## [Page excerpt]
§ §

Researchers find air pollution linked with dementia risk: A research study conducted by a team of academics at the University of Wolverhampton has demonstrated that the risk of dementia significantly increased with air pollution exposure.
The two-year study, ‘Association of air pollution exposure with dementia’ received funding by the European Commission Horizon 2020 Framework Programme has been recently completed.
Study leader Professor Ruoling Chen, Professor of Public Health and Medical Statistics at the University of Wolverhampton and his team carried out a cohort study of 6,115 people aged 60 years and over living in Zhejiang province, China, having them interviewed in 2014 for baseline information and followed up in 2019.
Over the period of a five-year follow-up, 986 cohort members were diagnosed with Alzheimer’s disease (the most common type of dementia). Multiple adjusted regression modelling analysis showed that the risk of Alzheimer’s disease increased with exposure to PM2.5 fine particulate matter, PM10 and also carbon monoxide. The air pollutants nitrogen dioxide, sulfur dioxide and ozone gases were not significantly associated with increased risk.

§ §

## [Your assignment]
Reproduce everything from "Researchers find air" down to "air pollution exposure." in the article on air pollution and dementia, word for word.

## [Supplied data]
§ §

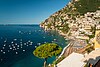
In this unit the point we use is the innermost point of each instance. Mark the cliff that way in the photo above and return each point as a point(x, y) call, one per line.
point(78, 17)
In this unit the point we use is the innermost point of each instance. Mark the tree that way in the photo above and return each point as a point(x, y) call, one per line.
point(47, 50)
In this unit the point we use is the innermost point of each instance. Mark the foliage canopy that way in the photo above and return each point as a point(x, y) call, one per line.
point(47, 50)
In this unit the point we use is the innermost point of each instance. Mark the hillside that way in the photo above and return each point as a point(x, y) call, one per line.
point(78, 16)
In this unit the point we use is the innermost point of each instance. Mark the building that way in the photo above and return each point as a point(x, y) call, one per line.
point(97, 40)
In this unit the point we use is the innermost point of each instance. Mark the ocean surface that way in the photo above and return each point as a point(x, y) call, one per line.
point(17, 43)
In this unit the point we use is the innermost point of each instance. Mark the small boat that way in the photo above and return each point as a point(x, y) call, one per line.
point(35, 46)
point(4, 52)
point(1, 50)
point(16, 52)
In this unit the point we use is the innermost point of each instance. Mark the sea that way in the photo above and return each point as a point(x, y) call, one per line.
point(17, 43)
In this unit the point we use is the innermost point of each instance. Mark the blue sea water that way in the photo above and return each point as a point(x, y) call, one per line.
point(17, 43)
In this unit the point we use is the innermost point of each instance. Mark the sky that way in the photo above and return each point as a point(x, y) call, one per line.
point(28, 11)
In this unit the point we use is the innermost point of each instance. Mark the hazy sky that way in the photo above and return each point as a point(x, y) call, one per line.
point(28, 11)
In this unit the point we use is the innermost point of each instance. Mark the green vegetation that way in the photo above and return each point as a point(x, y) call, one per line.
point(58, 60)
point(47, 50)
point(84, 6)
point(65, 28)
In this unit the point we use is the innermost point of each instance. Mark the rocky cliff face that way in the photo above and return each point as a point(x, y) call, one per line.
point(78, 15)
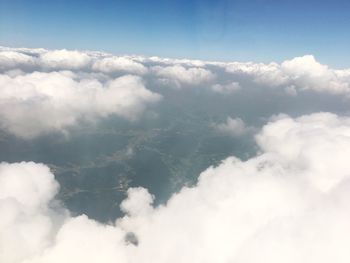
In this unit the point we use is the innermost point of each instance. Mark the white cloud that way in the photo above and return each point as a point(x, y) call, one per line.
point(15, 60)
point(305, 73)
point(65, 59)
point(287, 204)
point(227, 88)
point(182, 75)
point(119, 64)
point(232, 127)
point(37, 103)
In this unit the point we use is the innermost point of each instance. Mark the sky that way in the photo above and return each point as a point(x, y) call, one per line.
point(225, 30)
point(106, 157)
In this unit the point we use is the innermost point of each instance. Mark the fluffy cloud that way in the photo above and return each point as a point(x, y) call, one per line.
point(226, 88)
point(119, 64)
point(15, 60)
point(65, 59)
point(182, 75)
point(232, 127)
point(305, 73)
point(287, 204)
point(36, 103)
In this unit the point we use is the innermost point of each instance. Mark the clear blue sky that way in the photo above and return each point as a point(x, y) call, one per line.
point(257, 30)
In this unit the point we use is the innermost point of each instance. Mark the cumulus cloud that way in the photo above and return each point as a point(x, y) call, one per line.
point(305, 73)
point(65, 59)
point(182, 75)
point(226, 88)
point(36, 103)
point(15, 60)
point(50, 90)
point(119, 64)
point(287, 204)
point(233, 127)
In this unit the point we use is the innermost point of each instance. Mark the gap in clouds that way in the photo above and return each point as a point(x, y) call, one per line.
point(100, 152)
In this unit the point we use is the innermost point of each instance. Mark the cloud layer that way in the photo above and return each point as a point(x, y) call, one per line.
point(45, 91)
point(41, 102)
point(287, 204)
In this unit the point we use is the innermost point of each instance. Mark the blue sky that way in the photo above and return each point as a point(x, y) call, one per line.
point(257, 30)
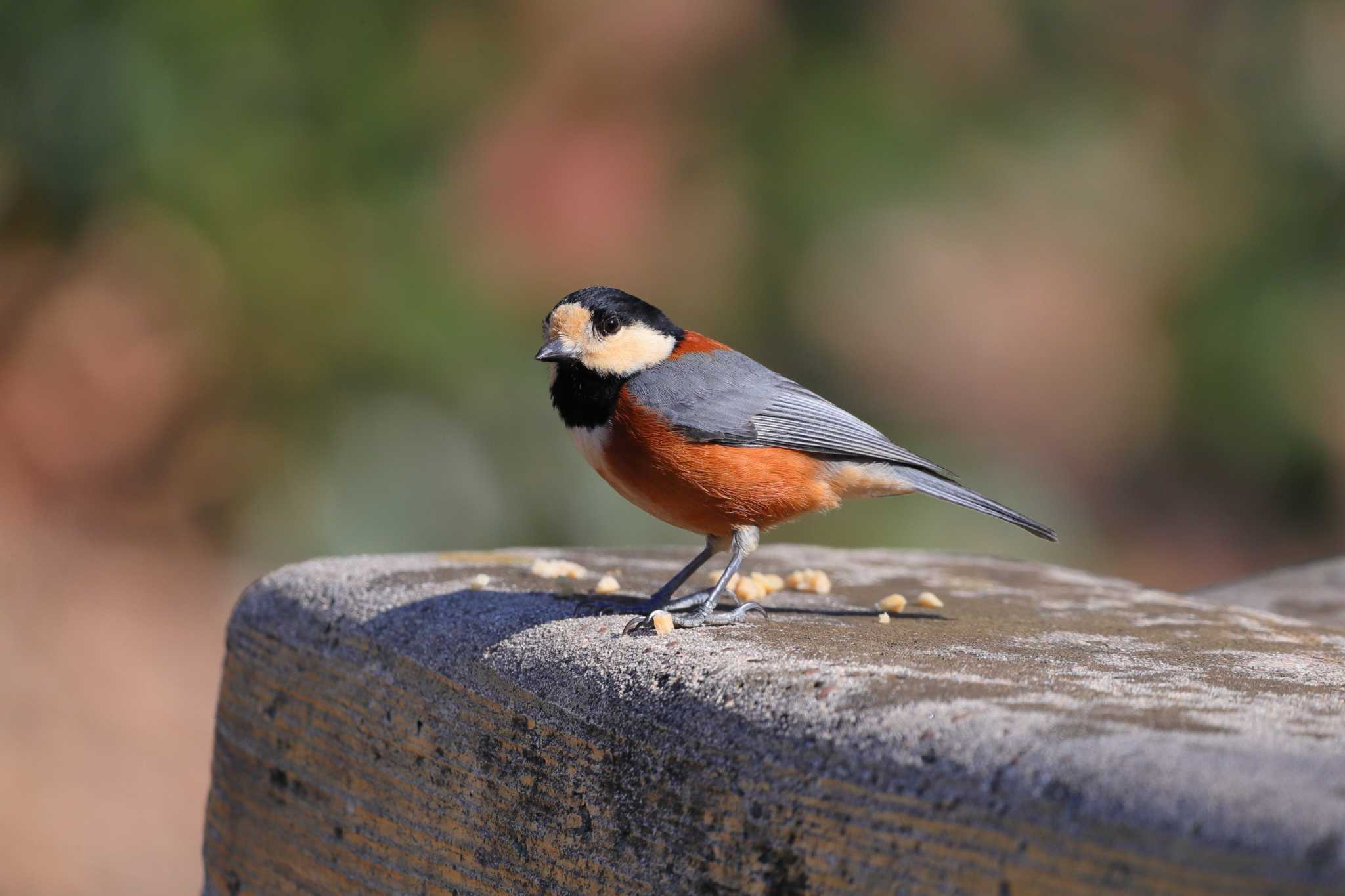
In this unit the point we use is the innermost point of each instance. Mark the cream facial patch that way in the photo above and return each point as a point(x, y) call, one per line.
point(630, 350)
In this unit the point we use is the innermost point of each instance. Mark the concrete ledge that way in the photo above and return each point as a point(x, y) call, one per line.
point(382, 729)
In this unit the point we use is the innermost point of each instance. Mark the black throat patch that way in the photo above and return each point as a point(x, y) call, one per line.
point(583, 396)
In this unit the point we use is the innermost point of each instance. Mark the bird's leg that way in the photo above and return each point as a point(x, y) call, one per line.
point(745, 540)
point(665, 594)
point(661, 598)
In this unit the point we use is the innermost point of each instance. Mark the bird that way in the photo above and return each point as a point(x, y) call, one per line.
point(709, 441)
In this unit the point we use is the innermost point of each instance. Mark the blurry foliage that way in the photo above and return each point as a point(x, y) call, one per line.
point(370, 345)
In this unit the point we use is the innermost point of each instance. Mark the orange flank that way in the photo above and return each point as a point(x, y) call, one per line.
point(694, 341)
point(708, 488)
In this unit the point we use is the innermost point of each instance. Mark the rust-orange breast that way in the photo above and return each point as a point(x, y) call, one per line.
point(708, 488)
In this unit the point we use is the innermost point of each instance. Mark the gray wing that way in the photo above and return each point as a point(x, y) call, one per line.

§ §

## [Answer space]
Researchers find air pollution linked with dementia risk: A research study conducted by a team of academics at the University of Wolverhampton has demonstrated that the risk of dementia significantly increased with air pollution exposure.